— EXTRAIT DU TEXTE —
▼▼▼
C’est ce besoin d’immédiateté qui a ramené, ces dernières années, les chaînes de valeur mondiales dans des pays à proximité des marchés européen (Europe centrale, orientale, Maghreb) et nord-américain (Mexique).
« La nécessité de prendre moins de risques économiques et financiers, par rapport à ce que demande la Chine (séries longues aux coûts élevés) a aussi conduit au rapprochement des chaînes dans ces pays »
Nelly Rodi, fondatrice de l’Agence NellyRodi
En revanche, sur les tâches répétitives où la chaîne est automatisable, la localisation des chaînes en fonction de l’avantage en coût du travail (niveau de salaires) est moins déterminante. Il n’y a pas forcément intérêt à localiser celles-ci dans des pays lointains. Automatisation et robotisation de la production redonnent de la compétitivité pour rivaliser avec les pays à bas coût.
À mesure que les entreprises s’approprient et intègrent ces outils dans l’appareil industriel, la productivité et la compétitivité s’en trouvent améliorées ; les marges difficiles à réaliser sur le segment productif peuvent être maintenues voire améliorées. Mais si l’automatisation ramène de la compétitivité-coût, elle ne règle pas la question de la compétitivité hors coût pour laquelle les entreprises françaises sont assez mal placées.
▲▲▲
— CONSIGNES DE TRAVAIL —
a. Recopiez fidèlement un passage du texte sur les chaînes de valeur, en commençant aux mots « Nelly Rodi, fondatrice » et en vous arrêtant après « assez mal placées. ».
b. D'après le texte sur les chaînes de valeur, quelle question l'automatisation ne règle-t-elle pas ?
Les lignes qui suivent forment un matériau distinct du texte sur les chaînes de valeur.

— DONNÉES PRÉSENTÉES —
▼▼▼
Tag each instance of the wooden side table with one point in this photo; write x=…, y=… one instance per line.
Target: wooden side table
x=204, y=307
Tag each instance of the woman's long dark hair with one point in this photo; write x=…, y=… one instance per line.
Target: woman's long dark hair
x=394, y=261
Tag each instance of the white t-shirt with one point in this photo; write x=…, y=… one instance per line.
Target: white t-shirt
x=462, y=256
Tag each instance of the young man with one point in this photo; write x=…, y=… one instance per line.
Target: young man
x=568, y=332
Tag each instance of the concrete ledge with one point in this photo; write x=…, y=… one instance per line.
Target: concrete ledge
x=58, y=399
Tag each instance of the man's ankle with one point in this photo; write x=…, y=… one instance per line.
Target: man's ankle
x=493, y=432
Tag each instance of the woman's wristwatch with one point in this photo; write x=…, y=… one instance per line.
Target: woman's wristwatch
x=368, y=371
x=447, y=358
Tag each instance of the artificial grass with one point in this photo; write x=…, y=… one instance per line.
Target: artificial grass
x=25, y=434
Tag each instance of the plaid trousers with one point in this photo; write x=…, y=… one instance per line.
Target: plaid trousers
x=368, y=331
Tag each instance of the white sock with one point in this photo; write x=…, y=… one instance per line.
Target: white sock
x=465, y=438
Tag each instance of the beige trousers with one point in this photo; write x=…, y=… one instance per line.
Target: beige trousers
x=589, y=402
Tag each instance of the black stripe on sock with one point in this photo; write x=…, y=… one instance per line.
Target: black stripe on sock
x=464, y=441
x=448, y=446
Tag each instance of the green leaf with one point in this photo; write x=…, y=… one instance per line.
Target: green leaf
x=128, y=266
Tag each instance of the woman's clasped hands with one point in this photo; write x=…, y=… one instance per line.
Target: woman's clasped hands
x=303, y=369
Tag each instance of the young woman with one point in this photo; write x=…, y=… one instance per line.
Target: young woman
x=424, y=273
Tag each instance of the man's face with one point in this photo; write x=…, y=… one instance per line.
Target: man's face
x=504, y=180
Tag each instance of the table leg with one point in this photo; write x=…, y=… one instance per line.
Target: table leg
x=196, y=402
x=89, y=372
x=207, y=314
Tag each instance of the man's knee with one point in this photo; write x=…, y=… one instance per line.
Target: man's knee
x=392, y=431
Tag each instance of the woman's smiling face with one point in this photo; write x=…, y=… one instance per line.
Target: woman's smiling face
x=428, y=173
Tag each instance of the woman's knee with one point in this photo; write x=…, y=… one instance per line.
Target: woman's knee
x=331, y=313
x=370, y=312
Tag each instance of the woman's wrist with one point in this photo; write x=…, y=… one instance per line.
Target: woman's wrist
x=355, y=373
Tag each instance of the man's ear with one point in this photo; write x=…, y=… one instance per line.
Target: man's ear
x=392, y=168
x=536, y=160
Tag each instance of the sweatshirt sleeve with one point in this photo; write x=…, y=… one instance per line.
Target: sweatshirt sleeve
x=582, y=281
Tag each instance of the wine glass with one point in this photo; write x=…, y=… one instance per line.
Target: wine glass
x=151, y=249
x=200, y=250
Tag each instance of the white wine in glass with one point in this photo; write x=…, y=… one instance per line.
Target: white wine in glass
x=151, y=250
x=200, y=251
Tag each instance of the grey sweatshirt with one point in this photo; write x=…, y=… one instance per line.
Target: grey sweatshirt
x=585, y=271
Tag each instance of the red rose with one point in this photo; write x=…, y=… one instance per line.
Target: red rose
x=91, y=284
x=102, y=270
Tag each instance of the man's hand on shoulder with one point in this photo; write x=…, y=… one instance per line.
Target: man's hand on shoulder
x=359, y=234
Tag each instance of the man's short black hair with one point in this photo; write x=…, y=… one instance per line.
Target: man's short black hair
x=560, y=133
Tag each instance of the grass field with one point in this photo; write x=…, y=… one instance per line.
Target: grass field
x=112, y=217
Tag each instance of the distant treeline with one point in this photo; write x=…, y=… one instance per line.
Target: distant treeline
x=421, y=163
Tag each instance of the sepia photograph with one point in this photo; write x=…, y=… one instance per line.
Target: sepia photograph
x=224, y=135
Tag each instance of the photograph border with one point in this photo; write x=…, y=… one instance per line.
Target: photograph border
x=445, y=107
▲▲▲
▼▼▼
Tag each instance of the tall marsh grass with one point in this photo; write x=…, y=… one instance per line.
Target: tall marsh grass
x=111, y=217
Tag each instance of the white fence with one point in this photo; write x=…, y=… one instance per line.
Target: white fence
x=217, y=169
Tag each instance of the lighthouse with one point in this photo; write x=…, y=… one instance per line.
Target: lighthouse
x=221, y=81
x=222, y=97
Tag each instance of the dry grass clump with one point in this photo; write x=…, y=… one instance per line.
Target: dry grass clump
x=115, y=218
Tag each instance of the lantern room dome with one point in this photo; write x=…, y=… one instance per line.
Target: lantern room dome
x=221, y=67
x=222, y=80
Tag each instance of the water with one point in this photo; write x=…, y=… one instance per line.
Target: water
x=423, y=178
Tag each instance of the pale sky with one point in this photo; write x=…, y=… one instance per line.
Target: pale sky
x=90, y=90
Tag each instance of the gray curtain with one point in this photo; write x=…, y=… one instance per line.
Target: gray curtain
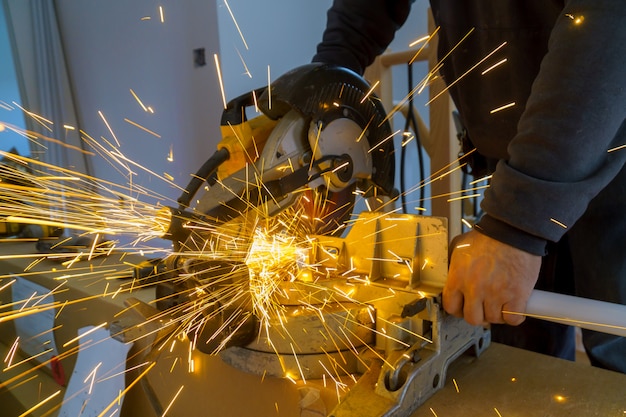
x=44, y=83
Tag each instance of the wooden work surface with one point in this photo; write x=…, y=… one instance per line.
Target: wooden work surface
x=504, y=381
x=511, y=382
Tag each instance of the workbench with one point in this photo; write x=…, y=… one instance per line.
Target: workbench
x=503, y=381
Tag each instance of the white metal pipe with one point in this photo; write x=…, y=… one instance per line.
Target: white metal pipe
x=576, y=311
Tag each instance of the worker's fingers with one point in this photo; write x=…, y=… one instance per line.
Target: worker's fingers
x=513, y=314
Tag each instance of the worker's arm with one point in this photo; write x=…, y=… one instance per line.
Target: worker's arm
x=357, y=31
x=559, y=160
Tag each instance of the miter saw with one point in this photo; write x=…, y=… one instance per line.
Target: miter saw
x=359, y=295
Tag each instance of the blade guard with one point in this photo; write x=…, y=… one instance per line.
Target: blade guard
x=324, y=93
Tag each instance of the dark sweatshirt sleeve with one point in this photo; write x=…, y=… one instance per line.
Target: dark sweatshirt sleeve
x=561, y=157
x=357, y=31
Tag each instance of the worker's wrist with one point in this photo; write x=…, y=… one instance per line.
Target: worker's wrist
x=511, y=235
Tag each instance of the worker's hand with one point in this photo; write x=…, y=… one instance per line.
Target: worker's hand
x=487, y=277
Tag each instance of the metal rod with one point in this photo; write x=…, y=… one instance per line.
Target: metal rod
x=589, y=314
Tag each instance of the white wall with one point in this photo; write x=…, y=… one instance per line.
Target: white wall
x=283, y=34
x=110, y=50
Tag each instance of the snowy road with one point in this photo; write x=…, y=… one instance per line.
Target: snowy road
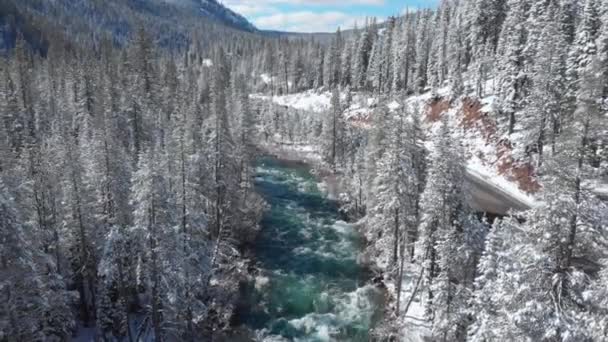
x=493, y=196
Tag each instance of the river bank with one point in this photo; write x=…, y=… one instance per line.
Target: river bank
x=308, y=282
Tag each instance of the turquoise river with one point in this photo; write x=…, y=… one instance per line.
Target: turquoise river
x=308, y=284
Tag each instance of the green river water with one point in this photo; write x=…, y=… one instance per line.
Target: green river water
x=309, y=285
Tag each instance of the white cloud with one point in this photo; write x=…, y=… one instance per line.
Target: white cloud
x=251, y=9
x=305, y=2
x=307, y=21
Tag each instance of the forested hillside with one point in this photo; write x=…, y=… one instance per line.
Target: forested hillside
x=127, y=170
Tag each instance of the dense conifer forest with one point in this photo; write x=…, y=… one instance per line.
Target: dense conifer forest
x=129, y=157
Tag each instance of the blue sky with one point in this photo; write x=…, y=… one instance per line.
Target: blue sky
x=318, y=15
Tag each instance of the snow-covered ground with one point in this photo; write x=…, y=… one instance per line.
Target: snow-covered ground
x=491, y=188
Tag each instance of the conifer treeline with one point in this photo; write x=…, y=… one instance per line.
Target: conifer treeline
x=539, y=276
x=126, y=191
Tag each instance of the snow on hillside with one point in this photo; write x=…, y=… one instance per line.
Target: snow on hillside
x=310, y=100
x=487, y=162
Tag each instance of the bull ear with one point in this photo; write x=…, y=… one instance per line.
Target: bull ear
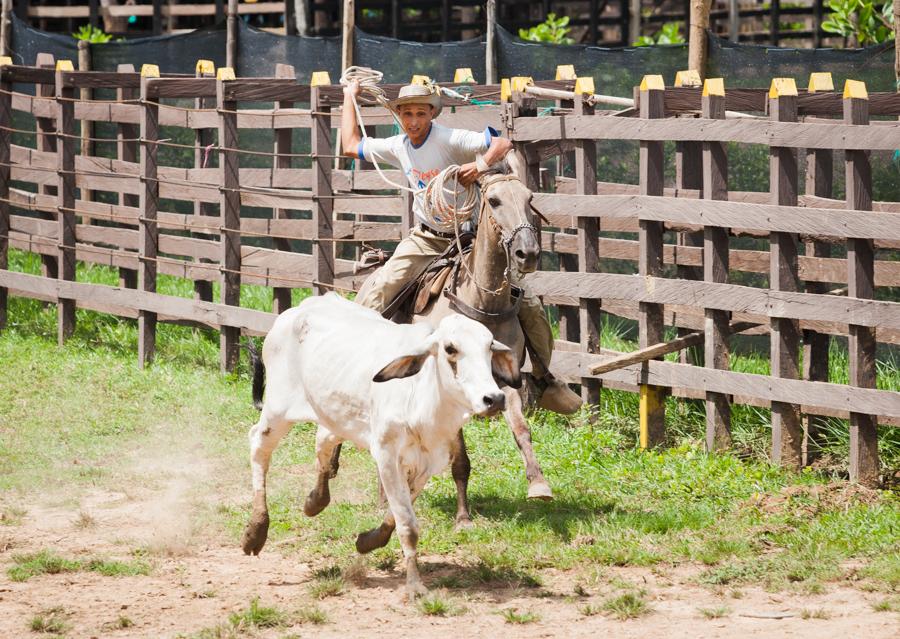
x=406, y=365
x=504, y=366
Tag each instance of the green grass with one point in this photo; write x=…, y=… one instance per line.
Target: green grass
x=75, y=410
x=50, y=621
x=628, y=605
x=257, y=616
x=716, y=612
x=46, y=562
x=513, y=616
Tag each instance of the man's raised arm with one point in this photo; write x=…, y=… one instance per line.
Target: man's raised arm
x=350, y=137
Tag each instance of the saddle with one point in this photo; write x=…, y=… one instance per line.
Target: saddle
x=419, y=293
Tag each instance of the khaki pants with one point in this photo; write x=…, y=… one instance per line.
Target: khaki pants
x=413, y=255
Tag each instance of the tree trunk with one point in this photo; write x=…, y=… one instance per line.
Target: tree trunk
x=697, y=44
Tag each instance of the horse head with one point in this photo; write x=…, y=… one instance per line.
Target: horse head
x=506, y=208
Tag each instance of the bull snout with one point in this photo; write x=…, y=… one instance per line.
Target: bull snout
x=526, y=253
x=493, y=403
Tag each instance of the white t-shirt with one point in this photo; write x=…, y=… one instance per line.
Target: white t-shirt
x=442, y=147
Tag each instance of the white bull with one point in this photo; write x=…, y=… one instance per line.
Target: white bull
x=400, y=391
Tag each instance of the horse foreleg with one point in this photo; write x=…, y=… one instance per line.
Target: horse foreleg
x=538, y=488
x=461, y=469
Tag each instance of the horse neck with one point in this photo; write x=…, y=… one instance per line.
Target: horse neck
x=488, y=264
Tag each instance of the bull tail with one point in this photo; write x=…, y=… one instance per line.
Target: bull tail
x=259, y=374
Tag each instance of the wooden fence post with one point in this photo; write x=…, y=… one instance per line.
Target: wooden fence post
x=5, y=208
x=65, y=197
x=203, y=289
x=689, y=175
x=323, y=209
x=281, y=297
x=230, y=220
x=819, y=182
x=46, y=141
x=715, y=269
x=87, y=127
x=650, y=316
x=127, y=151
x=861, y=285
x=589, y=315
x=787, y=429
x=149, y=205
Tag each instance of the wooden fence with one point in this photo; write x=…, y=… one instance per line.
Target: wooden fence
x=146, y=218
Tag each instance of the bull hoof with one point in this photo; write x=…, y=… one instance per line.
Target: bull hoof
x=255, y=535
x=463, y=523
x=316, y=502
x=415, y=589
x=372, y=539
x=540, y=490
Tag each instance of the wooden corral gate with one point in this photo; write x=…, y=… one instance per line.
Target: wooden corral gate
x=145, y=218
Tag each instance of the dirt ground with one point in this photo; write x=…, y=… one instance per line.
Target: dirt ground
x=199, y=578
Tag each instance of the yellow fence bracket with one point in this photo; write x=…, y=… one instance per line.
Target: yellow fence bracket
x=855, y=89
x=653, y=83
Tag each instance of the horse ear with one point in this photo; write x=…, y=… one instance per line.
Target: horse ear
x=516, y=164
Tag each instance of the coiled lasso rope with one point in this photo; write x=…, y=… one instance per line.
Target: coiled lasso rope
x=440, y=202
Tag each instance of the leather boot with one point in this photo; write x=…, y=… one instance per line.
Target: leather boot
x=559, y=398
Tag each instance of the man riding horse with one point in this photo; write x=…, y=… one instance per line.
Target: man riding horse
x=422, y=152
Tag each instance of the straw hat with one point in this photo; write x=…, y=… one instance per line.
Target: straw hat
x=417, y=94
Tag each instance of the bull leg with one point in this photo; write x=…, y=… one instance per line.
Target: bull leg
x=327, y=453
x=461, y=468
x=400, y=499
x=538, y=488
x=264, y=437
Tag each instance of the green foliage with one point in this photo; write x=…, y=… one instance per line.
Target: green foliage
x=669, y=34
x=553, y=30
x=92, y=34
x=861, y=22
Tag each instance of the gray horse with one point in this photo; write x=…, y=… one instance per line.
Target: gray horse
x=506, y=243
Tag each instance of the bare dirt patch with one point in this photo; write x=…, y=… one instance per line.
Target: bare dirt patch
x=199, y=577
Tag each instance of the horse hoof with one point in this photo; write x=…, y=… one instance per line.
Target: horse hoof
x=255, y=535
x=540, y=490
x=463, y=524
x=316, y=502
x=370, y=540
▲▲▲
— CORRIGÉ DES CONSIGNES —
a.
Nelly Rodi, fondatrice de l’Agence NellyRodi
En revanche, sur les tâches répétitives où la chaîne est automatisable, la localisation des chaînes en fonction de l’avantage en coût du travail (niveau de salaires) est moins déterminante. Il n’y a pas forcément intérêt à localiser celles-ci dans des pays lointains. Automatisation et robotisation de la production redonnent de la compétitivité pour rivaliser avec les pays à bas coût.
À mesure que les entreprises s’approprient et intègrent ces outils dans l’appareil industriel, la productivité et la compétitivité s’en trouvent améliorées ; les marges difficiles à réaliser sur le segment productif peuvent être maintenues voire améliorées. Mais si l’automatisation ramène de la compétitivité-coût, elle ne règle pas la question de la compétitivité hors coût pour laquelle les entreprises françaises sont assez mal placées.

b. Elle ne règle pas la question de la compétitivité hors coût.